REQUIRED WORK:
Starting at the first line of the rows below and going on through the line with "column 217, row 39", copy the lines out again, swapping "pin a marker" for "place a pin" each time it appears and keeping everything else the same.

GIVEN DATA:

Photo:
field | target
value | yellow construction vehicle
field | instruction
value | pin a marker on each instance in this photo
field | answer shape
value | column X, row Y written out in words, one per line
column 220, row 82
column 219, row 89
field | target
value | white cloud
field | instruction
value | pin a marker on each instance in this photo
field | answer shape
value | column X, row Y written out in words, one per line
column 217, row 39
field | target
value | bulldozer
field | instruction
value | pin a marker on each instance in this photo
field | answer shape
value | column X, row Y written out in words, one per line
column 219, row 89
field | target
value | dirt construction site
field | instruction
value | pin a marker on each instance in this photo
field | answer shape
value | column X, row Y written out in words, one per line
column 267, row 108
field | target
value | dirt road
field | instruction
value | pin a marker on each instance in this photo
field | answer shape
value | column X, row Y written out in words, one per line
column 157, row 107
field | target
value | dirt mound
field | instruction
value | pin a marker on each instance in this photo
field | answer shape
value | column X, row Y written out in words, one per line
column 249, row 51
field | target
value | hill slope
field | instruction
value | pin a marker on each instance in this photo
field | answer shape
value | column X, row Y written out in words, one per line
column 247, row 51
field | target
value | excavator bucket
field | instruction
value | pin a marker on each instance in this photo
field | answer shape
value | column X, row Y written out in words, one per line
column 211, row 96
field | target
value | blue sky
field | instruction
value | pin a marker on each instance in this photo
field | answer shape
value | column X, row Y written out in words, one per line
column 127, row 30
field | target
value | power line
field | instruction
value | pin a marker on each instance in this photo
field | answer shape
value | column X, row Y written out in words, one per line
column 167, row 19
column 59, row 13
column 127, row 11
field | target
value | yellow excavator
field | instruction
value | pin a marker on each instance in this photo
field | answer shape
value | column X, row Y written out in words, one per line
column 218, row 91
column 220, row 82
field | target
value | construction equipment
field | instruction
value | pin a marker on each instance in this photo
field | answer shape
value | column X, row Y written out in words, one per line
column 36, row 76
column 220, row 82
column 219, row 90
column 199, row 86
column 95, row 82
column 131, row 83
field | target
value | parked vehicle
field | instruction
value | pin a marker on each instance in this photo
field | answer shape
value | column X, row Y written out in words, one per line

OUTPUT OF THE EXERCISE:
Photo:
field | target
value | yellow construction vehicle
field | instruction
value | place a pin on each instance in this photo
field | answer shape
value | column X, row Y written out in words, one per line
column 220, row 82
column 219, row 89
field | target
value | white cloud
field | instruction
value | place a pin on each instance in this photo
field | answer shape
value | column X, row Y written out in words, one per line
column 217, row 39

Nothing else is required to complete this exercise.